REQUIREMENT
The task calls for each record to be given again exactly.

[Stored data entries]

===

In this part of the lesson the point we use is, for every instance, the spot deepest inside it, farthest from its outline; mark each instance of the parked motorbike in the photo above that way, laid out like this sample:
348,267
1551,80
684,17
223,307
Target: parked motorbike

===

EXERCISE RESULT
In this part of the lesson the point we use is, for every instance, the spot deepest inside it, farthest from its outline; mark each instance of the parked motorbike in the photo above that way, laid out like this sample:
348,267
1551,80
684,17
223,307
Target: parked motorbike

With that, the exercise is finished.